begin Document extract

17 Years After the Defeat of the LTTE: The Internationalization of Sri Lanka’s Conflict & the Politics of Selective Accountability
Posted on May 18th, 2026
Shenali D Waduge

Seventeen years after the military defeat of the LTTE in May 2009, Sri Lanka remains one of the few countries where a concluded internal conflict continues to be repeatedly revisited in international forums, resolutions, lobbying campaigns, and geopolitical discussions.
The war ended militarily after 3 decades of repeated failures – negotiations, peace talks, ceasefires with UN, foreign mediators and even peace troops and foreign monitoring missions.
But internationally, the conflict became transformed into a permanent political narrative that catered to their objectives at times individually advanced then joining forces against Sri Lanka. Their combined attack posed a formidable challenge.
This transformation did not happen accidentally – it evolved through a combination of players and their combined assault:
- overseas LTTE-linked lobbying networks,
- international NGO ecosystems,
- Western political interests,
- regional geopolitical calculations,
- media narrative construction,
- and institutional activism centered around Sri Lanka.

end Document extract

> [Problems to work on]:
a. Return every line of the records that contains the word "bridge".
b. Go on with the article on Sri Lanka's conflict after the LTTE's defeat, picking up from its final line.
The article and the records come from separate, unrelated sources.

begin Recorded information

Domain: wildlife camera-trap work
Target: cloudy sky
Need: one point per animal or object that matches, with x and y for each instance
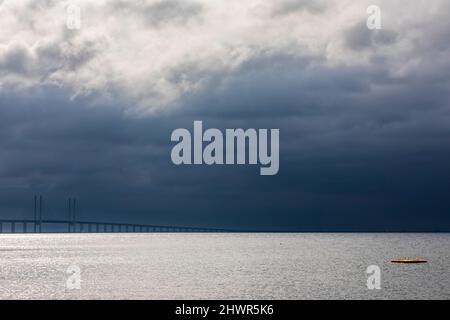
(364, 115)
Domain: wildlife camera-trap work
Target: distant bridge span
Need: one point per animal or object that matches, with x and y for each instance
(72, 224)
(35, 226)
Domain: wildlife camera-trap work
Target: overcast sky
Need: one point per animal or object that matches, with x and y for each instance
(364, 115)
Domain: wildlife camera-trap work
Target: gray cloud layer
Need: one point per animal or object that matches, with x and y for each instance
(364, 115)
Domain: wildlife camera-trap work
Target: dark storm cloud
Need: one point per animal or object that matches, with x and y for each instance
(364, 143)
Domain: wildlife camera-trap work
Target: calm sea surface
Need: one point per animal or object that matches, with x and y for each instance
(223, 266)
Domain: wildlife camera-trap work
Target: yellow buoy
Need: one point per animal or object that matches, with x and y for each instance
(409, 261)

end Recorded information
begin Recorded information

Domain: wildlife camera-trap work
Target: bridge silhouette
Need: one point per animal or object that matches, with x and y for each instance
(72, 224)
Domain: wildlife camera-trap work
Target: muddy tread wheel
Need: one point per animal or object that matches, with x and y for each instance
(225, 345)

end Recorded information
begin Recorded information

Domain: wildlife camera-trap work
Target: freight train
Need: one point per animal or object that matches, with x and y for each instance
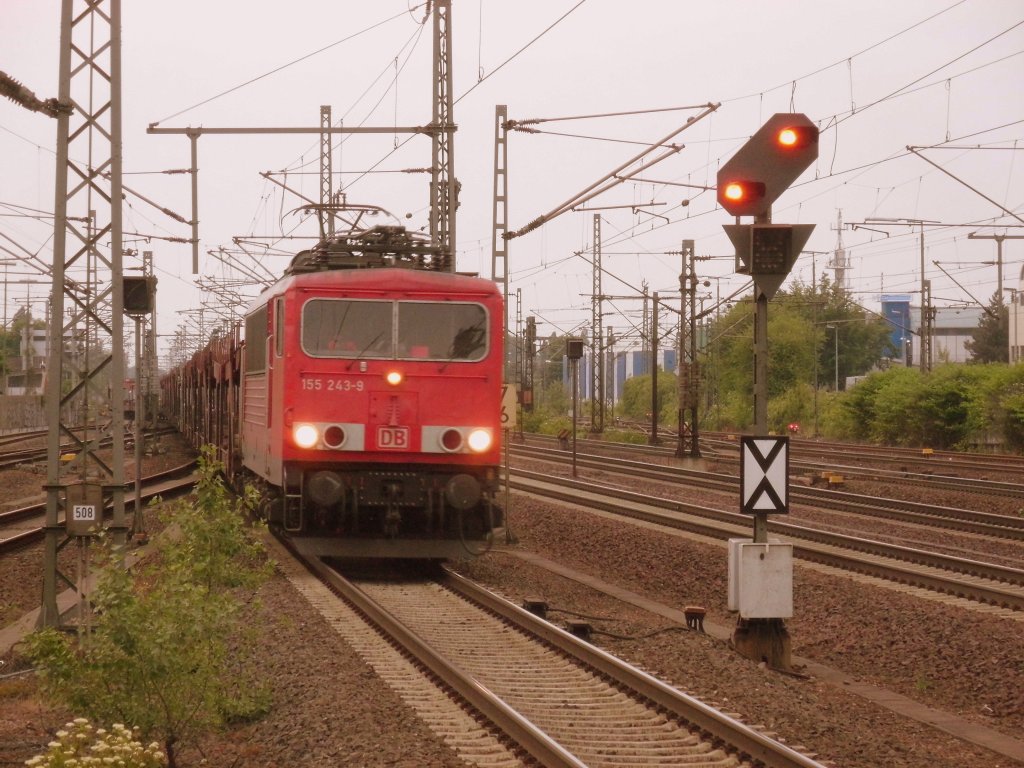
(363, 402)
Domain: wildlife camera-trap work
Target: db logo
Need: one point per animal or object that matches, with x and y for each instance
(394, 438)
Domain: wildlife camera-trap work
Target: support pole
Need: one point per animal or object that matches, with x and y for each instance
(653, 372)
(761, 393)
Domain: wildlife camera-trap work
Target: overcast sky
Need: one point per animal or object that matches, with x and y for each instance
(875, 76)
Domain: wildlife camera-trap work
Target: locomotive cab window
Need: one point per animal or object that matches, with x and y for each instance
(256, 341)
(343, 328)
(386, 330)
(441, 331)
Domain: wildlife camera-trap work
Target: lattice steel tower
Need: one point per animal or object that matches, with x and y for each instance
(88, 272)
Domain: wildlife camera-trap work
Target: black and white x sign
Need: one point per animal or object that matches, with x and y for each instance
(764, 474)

end Recorded information

> [Solved tasks]:
a.
Target: distant bridge span
Target: bridge silhouette

b.
As a result, the battlefield gradually shifted to diplomatic warfare:
from armed confrontation inside Sri Lanka between an armed non-state actor engaged in terror against the state of Sri Lanka to narrative confrontation outside Sri Lanka.
Ironically the victims became not only the Tamils living in LTTE controlled territory but all citizens. Not only were they targeted by LTTE suicide squads – internationally too they had to weather a plethora of anti-Sri Lanka assaults.
That their involvement in Sri Lanka’s conflict was for varying reasons was why the external actors could not provide a permanent solution.
Each of these external actors were looking at the conflict from the prism of their own strategic, institutional, political, ideological, financial lens.
India placed its own regional and security calculations tied to South Indian politics, maritime influence, and geopolitical leverage in the Indian Ocean.
Sri Lanka’s Tamils were only a pawn.
Faith-based organizations and missionary-linked networks operated within their own ideological and expansionist frameworks.
Western governments used the tools of human rights, grievances to diplomatically arm twist the governments in power.
The overseas LTTE-linked networks benefited from prolonging narratives of persecution as these narratives assisted asylum pathways, refugee claims, fundraising campaigns, lobbying structures, and international political mobilization.
International media platforms often preferred emotionally simplified narratives and dramatic conflict framing that generated global attention, viewership, and political traction, while the complex realities of LTTE terror, internal Tamil repression, and geopolitical manipulation received far less sustained visibility.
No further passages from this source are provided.